> TRECHO DO TEXTO
■ ■ ■ ■ ■

Aventuras de Picasso (Picassos Äventyr, 1978)

The Adventures of Picasso - 1978

Arte é uma mentira que nos faz perceber a verdade.

De vez em quando nos deparamos com filmes que são cultuados, mas nem tanto quanto deveriam, pior, são verdadeiras obras primas. Picassos Äventyr é um desses casos. Imagine um filme sueco que é uma biografia de Pablo Picasso feita como se fosse um Dom Quixote filmado pelo Monty Python, essa é a visualização que mais poderia descrever exatamente o que se passa neste pedaço de arte conduzido pelo literato Tage Danielsson.
A comédia sueca não é algo muito popular para o resto do mundo, mas Tage Danielsson era um dos grandes, fica claro que além de dramaturgo e poeta,adventures of picasso Danielsson transcreveu a literatura para seu cinema, sobretudo a literatura picaresca que lhe empresta todo o sentido narrativo e delineador das personagens.
Como de costume, Danielssen divide os méritos com seu fiel escudeiro Hans Alfredson para contar a saga de nosso herói único, talvez o maior dos pícaros do século XX, entremeando fatos históricos que muito bem resumem toda a primeira metade do século que elevou Pablito não apenas à categoria de gênio artístico, como também de personalidade fascinante e ícone popular. Estão lá os “verdadeiros” motivos do início da Segunda Guerra Mundial, o fato da Lei Seca americana se resumir à secura dos pincéis, a tranformação da beleza e da arte em produção capitalista inclusive o uso de seu famoso símbolo da paz que também dá nome a sua filha Paloma. Tudo devidamente acompanhado por suas fases artísticas de alguma maneira representadas visualmente em maior ou menor grau, às vezes até imperceptivelmente, lembrando muito a postura que Todd Haynes adotou para biografar Bob Dylan em seu último filme.

■ ■ ■ ■ ■

> OS REGISTROS
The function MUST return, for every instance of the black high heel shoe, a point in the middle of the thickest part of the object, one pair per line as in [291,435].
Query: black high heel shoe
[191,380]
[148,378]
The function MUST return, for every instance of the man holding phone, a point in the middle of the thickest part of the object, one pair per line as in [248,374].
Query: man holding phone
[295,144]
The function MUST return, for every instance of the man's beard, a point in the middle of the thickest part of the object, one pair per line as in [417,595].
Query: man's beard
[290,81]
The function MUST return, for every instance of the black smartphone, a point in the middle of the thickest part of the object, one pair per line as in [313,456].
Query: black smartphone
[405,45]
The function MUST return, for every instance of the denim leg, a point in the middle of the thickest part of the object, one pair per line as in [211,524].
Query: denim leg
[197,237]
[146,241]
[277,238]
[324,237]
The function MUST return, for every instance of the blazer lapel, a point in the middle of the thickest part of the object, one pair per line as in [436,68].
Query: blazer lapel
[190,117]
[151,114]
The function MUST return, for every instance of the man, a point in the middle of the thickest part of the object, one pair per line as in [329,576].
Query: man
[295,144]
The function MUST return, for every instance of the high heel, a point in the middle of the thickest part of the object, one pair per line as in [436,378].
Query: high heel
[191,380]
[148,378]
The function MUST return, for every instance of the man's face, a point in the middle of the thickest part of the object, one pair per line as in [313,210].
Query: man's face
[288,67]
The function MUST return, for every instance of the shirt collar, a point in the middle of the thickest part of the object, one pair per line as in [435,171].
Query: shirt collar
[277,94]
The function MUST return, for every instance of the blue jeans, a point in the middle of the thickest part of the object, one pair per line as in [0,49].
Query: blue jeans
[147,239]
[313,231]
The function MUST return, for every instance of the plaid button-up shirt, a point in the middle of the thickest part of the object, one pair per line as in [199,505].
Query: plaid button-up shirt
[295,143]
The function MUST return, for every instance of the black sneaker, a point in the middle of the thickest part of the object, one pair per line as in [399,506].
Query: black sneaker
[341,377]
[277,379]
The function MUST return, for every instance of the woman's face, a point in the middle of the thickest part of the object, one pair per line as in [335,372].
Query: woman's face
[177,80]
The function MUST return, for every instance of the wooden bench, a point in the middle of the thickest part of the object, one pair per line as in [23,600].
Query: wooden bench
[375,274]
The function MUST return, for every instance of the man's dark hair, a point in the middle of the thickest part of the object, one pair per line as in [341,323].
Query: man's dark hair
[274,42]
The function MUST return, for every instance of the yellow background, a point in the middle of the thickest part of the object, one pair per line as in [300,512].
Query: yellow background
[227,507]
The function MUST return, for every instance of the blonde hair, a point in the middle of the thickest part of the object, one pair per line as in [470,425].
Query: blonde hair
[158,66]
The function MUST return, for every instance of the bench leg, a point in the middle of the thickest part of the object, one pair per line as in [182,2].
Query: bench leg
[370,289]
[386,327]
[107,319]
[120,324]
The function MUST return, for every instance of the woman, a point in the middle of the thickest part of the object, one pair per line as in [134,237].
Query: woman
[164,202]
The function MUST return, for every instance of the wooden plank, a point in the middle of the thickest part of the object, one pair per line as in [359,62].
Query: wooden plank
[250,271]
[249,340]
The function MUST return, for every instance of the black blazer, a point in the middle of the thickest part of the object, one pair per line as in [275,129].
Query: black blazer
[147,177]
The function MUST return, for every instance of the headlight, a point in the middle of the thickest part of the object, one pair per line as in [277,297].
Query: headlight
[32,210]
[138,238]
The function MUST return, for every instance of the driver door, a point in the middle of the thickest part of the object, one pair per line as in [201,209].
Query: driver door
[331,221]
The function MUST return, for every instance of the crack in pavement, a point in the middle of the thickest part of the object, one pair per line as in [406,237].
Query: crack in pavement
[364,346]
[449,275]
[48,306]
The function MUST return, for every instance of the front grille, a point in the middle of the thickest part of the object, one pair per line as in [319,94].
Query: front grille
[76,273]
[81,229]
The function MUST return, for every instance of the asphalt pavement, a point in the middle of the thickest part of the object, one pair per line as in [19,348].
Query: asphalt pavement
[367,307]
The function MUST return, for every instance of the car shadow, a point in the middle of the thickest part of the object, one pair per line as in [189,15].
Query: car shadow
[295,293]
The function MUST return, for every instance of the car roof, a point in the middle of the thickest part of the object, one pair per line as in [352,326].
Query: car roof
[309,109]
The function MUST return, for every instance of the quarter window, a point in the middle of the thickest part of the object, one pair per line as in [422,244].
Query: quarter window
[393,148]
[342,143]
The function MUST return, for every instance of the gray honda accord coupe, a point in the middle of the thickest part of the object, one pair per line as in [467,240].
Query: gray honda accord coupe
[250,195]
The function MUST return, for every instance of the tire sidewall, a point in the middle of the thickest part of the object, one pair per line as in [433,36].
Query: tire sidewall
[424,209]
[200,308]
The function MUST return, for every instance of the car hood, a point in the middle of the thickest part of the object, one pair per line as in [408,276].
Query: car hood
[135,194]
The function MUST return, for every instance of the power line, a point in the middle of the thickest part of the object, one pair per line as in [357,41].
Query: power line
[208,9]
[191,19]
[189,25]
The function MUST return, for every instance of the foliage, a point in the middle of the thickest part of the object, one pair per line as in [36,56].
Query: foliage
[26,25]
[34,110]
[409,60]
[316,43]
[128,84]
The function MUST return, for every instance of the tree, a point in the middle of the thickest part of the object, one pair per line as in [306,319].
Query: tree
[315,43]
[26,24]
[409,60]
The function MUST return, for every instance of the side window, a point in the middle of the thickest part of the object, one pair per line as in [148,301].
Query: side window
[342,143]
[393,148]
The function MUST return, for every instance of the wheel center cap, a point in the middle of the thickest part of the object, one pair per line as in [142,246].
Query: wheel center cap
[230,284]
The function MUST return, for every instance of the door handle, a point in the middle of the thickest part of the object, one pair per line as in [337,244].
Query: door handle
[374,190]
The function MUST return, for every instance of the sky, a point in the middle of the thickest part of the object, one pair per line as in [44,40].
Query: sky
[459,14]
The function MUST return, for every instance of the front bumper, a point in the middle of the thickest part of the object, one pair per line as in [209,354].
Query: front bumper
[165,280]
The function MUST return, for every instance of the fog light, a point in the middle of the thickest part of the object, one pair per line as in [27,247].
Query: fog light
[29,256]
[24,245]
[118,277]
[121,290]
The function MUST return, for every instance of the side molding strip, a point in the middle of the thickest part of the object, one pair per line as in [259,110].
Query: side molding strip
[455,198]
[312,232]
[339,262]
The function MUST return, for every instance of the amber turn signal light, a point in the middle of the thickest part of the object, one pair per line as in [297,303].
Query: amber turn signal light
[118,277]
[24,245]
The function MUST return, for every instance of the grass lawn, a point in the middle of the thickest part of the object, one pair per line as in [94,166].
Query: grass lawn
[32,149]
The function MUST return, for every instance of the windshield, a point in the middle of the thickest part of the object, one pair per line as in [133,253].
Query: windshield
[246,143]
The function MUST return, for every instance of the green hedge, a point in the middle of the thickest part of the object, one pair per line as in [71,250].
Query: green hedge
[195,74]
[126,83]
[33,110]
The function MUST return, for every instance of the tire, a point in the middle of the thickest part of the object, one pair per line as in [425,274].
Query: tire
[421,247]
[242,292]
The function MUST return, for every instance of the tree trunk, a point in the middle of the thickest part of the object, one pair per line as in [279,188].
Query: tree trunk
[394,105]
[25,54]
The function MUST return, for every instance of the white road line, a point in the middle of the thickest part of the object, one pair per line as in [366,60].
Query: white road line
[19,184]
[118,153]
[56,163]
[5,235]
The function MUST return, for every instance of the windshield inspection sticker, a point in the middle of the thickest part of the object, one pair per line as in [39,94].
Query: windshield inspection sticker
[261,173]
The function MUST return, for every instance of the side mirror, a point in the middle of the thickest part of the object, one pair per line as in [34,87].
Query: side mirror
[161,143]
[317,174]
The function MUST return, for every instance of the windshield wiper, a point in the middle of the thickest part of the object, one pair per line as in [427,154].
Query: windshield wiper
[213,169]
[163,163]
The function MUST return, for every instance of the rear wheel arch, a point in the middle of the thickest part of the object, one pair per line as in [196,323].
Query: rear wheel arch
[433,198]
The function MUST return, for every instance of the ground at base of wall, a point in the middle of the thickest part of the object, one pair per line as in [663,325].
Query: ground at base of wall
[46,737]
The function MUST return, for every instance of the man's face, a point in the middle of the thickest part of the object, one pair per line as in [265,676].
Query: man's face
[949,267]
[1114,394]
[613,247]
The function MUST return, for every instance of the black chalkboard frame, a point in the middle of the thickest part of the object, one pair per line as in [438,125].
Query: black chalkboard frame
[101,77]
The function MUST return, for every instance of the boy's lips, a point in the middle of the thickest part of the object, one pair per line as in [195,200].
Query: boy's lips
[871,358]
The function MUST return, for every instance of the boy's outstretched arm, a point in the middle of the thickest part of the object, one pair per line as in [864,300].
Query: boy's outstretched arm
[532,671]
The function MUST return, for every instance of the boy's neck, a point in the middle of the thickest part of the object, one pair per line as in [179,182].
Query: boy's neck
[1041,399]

■ ■ ■ ■ ■

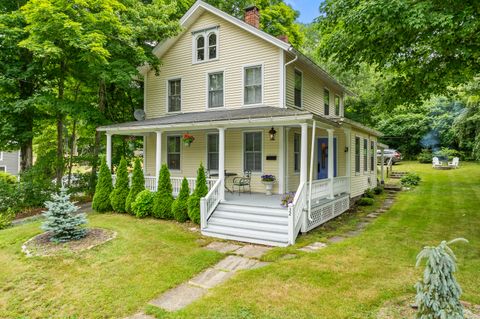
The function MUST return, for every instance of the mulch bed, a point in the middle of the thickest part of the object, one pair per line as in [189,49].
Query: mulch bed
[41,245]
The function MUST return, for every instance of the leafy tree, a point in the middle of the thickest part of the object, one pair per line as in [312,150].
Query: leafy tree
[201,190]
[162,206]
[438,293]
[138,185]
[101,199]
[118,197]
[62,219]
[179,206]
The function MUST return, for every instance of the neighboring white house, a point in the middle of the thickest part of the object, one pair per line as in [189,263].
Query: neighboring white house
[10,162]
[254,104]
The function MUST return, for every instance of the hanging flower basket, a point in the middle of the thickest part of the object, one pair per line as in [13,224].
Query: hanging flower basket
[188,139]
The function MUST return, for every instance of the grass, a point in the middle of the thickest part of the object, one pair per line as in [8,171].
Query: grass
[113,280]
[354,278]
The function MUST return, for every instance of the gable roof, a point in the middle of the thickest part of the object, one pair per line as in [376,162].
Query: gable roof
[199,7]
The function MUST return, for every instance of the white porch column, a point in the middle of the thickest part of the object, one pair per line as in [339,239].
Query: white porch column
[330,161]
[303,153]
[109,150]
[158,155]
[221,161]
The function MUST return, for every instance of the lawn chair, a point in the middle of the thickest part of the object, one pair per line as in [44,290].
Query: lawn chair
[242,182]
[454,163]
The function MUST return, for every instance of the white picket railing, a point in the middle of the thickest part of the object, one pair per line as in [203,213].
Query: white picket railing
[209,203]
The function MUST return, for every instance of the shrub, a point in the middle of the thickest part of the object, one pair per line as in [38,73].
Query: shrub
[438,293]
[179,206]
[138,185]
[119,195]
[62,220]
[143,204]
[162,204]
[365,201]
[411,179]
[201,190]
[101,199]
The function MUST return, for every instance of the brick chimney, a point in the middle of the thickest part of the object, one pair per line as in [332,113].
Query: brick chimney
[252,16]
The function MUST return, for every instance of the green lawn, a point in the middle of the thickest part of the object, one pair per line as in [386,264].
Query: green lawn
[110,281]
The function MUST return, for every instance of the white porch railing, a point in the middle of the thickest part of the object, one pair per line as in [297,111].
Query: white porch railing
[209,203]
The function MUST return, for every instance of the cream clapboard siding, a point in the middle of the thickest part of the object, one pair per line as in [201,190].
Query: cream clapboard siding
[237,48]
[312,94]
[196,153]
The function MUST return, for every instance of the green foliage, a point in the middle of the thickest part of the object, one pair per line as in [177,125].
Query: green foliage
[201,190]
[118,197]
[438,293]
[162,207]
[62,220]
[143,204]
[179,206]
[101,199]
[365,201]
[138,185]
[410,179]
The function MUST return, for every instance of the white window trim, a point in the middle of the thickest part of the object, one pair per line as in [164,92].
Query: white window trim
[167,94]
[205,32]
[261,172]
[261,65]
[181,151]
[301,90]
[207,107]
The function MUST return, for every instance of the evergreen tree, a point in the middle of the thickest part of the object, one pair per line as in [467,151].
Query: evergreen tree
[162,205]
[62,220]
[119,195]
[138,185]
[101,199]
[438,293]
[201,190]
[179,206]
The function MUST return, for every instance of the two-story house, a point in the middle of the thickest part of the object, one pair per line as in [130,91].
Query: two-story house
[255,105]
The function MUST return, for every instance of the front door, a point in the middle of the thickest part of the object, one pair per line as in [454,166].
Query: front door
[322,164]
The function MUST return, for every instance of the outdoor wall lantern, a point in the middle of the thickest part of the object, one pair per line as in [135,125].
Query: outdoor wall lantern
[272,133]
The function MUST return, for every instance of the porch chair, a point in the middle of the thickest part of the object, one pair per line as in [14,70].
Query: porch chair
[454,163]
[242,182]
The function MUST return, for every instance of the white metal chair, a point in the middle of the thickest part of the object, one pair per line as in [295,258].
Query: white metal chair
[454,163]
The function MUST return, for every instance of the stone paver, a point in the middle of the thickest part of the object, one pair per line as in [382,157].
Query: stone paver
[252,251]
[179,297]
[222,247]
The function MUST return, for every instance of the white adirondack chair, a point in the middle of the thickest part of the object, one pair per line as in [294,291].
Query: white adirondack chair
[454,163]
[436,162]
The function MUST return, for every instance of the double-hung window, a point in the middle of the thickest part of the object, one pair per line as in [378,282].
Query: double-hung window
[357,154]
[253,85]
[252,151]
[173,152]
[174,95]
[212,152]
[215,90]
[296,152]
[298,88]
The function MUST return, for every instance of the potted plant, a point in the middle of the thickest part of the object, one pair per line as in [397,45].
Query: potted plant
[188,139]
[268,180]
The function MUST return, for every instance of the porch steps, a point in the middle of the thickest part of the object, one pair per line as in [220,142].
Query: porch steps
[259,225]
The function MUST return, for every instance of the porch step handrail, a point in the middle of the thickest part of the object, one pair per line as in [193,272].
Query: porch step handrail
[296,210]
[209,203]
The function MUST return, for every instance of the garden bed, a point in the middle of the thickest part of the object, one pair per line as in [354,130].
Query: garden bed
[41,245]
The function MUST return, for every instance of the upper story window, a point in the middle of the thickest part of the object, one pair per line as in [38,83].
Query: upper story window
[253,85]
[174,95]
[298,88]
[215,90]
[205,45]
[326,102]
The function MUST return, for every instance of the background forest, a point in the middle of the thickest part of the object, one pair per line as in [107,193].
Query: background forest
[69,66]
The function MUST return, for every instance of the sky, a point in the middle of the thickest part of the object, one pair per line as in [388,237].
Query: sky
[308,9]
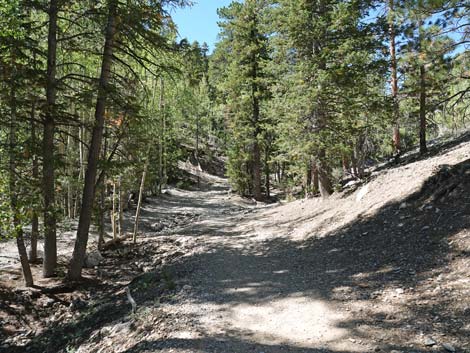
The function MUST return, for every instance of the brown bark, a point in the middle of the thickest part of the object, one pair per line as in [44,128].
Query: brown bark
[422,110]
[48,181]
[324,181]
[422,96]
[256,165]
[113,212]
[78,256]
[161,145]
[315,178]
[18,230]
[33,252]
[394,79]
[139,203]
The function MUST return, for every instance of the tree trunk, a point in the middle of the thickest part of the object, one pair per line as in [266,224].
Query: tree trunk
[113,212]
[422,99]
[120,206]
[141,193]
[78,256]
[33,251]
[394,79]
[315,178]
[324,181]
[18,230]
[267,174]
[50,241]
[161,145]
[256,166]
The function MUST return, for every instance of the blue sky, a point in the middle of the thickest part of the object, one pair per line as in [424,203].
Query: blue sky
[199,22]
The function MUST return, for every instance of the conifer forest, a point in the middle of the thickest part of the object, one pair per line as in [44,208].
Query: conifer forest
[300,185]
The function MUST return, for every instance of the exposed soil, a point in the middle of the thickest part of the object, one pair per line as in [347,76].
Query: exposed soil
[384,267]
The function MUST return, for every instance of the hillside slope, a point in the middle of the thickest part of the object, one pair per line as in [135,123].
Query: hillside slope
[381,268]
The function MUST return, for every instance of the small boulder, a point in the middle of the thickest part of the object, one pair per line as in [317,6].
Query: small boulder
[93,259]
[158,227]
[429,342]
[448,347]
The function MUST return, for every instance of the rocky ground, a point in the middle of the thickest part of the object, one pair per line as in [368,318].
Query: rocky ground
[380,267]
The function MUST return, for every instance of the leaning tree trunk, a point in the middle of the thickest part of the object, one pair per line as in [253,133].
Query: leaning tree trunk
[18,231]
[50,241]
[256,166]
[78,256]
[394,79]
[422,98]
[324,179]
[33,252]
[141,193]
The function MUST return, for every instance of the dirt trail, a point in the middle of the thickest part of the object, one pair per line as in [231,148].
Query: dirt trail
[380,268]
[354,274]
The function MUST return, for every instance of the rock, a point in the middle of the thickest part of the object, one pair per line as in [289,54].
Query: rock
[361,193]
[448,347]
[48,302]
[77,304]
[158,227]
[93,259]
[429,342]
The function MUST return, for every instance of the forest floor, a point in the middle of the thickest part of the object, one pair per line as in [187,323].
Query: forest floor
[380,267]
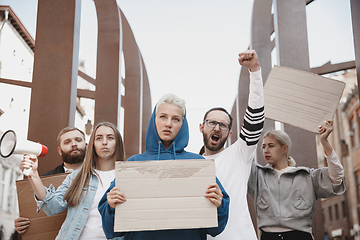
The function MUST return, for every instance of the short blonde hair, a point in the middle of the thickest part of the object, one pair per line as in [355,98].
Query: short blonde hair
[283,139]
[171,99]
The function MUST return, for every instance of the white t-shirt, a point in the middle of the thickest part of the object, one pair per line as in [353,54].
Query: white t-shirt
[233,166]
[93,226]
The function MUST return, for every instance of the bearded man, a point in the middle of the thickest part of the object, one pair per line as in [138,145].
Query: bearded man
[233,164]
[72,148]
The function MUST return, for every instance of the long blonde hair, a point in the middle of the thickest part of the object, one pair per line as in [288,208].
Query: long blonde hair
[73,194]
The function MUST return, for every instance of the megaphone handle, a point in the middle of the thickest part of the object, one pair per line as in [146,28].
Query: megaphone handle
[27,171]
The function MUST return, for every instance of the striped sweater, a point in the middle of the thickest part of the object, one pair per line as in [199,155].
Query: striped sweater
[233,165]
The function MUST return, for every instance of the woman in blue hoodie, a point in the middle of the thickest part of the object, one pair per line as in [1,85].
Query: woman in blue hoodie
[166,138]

■ ■ ■ ■ ■

> A FAZER
A. Segundo o texto, qual é o nome da filha de Picasso?
B. Selecione todas as linhas dos registros que contêm a palavra "collar", levando em conta maiúsculas e minúsculas.
O texto e os registros são materiais independentes entre si.

> RESPOSTAS
A. Paloma.

B.
The function MUST return, for every instance of the shirt collar, a point in the middle of the thickest part of the object, one pair per line as in [435,171].
Query: shirt collar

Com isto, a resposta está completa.